§ RECORDED INFORMATION:
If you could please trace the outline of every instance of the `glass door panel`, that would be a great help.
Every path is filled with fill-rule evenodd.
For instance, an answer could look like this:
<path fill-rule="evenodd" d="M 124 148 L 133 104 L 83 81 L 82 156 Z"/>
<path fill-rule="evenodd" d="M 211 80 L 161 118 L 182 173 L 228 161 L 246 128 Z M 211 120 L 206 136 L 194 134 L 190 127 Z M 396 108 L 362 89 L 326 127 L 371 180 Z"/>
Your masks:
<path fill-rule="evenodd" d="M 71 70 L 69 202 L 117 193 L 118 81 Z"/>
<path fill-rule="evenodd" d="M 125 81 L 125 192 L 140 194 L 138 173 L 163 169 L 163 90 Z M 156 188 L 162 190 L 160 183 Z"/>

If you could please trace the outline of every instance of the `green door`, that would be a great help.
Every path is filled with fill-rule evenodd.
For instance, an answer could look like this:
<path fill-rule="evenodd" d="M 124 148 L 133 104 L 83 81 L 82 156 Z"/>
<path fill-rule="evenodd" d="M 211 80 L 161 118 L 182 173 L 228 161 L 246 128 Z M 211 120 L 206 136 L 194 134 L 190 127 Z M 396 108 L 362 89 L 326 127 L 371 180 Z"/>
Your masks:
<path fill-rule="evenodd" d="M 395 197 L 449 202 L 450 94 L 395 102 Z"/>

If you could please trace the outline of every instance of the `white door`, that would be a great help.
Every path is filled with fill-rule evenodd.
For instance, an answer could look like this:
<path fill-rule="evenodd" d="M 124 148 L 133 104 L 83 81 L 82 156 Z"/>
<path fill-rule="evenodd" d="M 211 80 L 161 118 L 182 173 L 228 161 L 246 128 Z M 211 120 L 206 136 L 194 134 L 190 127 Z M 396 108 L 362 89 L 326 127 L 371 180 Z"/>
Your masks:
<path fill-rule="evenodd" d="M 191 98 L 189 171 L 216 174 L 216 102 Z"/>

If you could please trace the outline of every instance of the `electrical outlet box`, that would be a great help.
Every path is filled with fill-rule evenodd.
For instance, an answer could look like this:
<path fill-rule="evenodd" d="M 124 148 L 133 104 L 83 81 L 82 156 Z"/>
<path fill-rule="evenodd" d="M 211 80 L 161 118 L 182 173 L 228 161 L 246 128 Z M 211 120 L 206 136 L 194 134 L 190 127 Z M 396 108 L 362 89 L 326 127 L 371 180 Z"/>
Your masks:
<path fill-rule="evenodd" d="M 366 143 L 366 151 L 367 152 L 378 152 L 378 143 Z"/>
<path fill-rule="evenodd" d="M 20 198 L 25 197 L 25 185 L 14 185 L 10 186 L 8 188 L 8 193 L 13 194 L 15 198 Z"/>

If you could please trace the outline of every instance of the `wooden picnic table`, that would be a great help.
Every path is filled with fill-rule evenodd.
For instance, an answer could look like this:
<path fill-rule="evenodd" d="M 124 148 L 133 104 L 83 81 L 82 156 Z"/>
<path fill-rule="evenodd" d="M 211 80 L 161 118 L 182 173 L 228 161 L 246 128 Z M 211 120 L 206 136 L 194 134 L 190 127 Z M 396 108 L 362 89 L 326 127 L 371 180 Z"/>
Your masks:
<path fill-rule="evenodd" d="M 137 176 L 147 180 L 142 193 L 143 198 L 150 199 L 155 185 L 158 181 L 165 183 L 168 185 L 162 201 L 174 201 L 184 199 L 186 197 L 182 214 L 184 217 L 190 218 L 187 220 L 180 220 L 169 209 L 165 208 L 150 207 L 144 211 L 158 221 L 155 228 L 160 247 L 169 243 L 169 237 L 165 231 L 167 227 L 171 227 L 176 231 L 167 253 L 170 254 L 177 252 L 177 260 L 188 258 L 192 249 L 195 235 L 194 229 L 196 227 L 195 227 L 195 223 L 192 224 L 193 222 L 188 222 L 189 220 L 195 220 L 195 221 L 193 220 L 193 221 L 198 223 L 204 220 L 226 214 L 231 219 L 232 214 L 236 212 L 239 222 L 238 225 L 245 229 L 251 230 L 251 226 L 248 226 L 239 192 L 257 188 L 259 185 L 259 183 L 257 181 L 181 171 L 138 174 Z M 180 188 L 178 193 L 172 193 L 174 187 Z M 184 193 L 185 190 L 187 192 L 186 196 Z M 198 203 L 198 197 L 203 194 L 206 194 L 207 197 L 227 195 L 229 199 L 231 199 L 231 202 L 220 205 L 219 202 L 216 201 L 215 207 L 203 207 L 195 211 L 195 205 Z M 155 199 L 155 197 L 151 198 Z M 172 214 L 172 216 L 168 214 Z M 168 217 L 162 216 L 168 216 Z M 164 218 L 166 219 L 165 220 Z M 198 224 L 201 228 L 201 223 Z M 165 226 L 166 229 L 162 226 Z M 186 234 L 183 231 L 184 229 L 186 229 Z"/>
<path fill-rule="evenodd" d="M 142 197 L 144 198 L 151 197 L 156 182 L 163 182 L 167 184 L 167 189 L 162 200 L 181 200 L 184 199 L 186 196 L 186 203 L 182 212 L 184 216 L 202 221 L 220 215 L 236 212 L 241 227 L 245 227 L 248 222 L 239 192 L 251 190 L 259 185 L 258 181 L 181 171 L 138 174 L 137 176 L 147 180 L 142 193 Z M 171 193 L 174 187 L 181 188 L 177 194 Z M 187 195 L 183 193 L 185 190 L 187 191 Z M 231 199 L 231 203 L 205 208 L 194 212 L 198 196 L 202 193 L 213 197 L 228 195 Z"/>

§ EXERCISE INSTRUCTIONS:
Format every line of the entries above as a Markdown table with two columns, No. for the row number and Line for the line itself, and omit blank lines.

§ SOLUTION BELOW:
| No. | Line |
|---|---|
| 1 | If you could please trace the outline of every instance of the `glass door panel`, that would be a great help. |
| 2 | Every path is filled with fill-rule evenodd. |
| 3 | For instance, an answer could look like this: |
| 4 | <path fill-rule="evenodd" d="M 124 148 L 133 104 L 83 81 L 82 156 Z"/> |
| 5 | <path fill-rule="evenodd" d="M 211 80 L 161 118 L 182 173 L 228 161 L 246 128 Z M 211 120 L 206 136 L 194 134 L 190 127 Z M 396 108 L 362 89 L 326 127 L 371 180 Z"/> |
| 6 | Your masks: |
| 7 | <path fill-rule="evenodd" d="M 71 70 L 69 202 L 117 193 L 118 81 Z"/> |
| 8 | <path fill-rule="evenodd" d="M 125 81 L 125 192 L 140 194 L 138 173 L 163 169 L 163 90 Z M 156 188 L 162 190 L 160 183 Z"/> |
| 9 | If you could please trace the outline of every instance of the `green door`, that would be a great help. |
| 10 | Every path is filled with fill-rule evenodd. |
| 11 | For instance, an answer could look like this: |
| 12 | <path fill-rule="evenodd" d="M 124 148 L 133 104 L 83 81 L 82 156 Z"/> |
| 13 | <path fill-rule="evenodd" d="M 211 80 L 161 118 L 182 173 L 228 161 L 246 128 Z M 211 120 L 206 136 L 194 134 L 190 127 Z M 396 108 L 362 89 L 326 127 L 371 180 Z"/> |
| 14 | Your masks: |
| 15 | <path fill-rule="evenodd" d="M 395 197 L 449 202 L 450 94 L 395 102 Z"/> |
| 16 | If you could please trace the outline of every instance of the `white door`, that would be a great help. |
| 17 | Every path is filled with fill-rule evenodd. |
| 18 | For instance, an answer could look like this: |
| 19 | <path fill-rule="evenodd" d="M 124 148 L 133 104 L 83 81 L 82 156 Z"/> |
| 20 | <path fill-rule="evenodd" d="M 211 80 L 161 118 L 182 173 L 228 161 L 246 128 Z M 211 120 L 206 136 L 194 134 L 190 127 Z M 396 108 L 362 89 L 326 127 L 371 180 Z"/> |
| 21 | Your masks: |
| 22 | <path fill-rule="evenodd" d="M 191 98 L 189 171 L 216 174 L 216 102 Z"/> |
| 23 | If you could please trace the outline of every instance of the `electrical outlet box`, that would be a great help. |
| 24 | Every path is filled with fill-rule evenodd. |
| 25 | For instance, an answer could look like this: |
| 26 | <path fill-rule="evenodd" d="M 124 148 L 133 104 L 83 81 L 82 156 Z"/> |
| 27 | <path fill-rule="evenodd" d="M 211 80 L 161 118 L 182 173 L 228 161 L 246 128 Z M 211 120 L 206 136 L 194 134 L 190 127 Z M 396 108 L 362 89 L 326 127 L 371 180 Z"/> |
| 28 | Your masks: |
| 29 | <path fill-rule="evenodd" d="M 366 143 L 366 151 L 367 152 L 378 152 L 378 143 Z"/> |
| 30 | <path fill-rule="evenodd" d="M 20 198 L 25 197 L 25 185 L 14 185 L 10 186 L 8 188 L 8 193 L 13 194 L 15 198 Z"/> |
| 31 | If you could please trace the outline of every instance of the `wooden picnic table`, that would be a great help. |
| 32 | Every path is filled with fill-rule evenodd. |
| 33 | For instance, an answer could look like this: |
| 34 | <path fill-rule="evenodd" d="M 124 148 L 133 104 L 83 81 L 82 156 Z"/> |
| 35 | <path fill-rule="evenodd" d="M 211 80 L 161 118 L 182 173 L 228 161 L 246 128 Z M 211 120 L 206 136 L 194 134 L 190 127 Z M 396 108 L 362 89 L 326 127 L 371 180 Z"/> |
| 36 | Your masks: |
| 37 | <path fill-rule="evenodd" d="M 137 176 L 147 180 L 142 193 L 143 198 L 150 199 L 155 185 L 158 181 L 165 183 L 168 185 L 162 201 L 174 201 L 184 199 L 186 197 L 182 214 L 184 217 L 190 218 L 187 220 L 180 220 L 169 209 L 165 208 L 150 207 L 144 211 L 158 221 L 155 228 L 160 247 L 169 243 L 169 237 L 165 231 L 167 227 L 171 227 L 176 231 L 167 253 L 170 254 L 177 252 L 177 260 L 188 258 L 192 249 L 195 235 L 194 229 L 196 227 L 195 227 L 195 223 L 192 224 L 193 222 L 188 222 L 189 220 L 195 220 L 195 221 L 193 220 L 193 221 L 198 223 L 204 220 L 226 214 L 231 219 L 232 214 L 236 212 L 239 222 L 238 225 L 245 229 L 251 230 L 251 226 L 248 226 L 239 192 L 257 188 L 259 185 L 259 183 L 257 181 L 181 171 L 138 174 Z M 180 188 L 178 193 L 172 193 L 174 187 Z M 184 193 L 185 190 L 187 192 L 186 196 Z M 198 203 L 198 197 L 203 194 L 206 194 L 207 197 L 227 195 L 229 199 L 231 199 L 231 202 L 220 205 L 219 202 L 216 201 L 215 207 L 203 207 L 195 211 L 195 205 Z M 155 199 L 155 197 L 151 198 Z M 172 214 L 172 216 L 168 214 Z M 168 217 L 162 216 L 168 216 Z M 164 218 L 166 219 L 165 220 Z M 198 224 L 201 228 L 201 223 Z M 165 226 L 166 229 L 162 226 Z M 186 234 L 183 231 L 184 229 L 186 229 Z"/> |
| 38 | <path fill-rule="evenodd" d="M 142 197 L 144 198 L 151 197 L 156 182 L 163 182 L 167 184 L 167 189 L 162 200 L 181 200 L 184 199 L 186 196 L 186 203 L 182 212 L 184 216 L 202 221 L 220 215 L 236 212 L 241 227 L 245 227 L 248 222 L 239 192 L 251 190 L 259 185 L 258 181 L 181 171 L 138 174 L 137 176 L 147 180 L 142 193 Z M 171 193 L 174 187 L 181 188 L 177 194 Z M 187 195 L 183 193 L 185 190 L 187 191 Z M 231 199 L 231 203 L 205 208 L 194 212 L 198 196 L 202 193 L 213 197 L 228 195 Z"/> |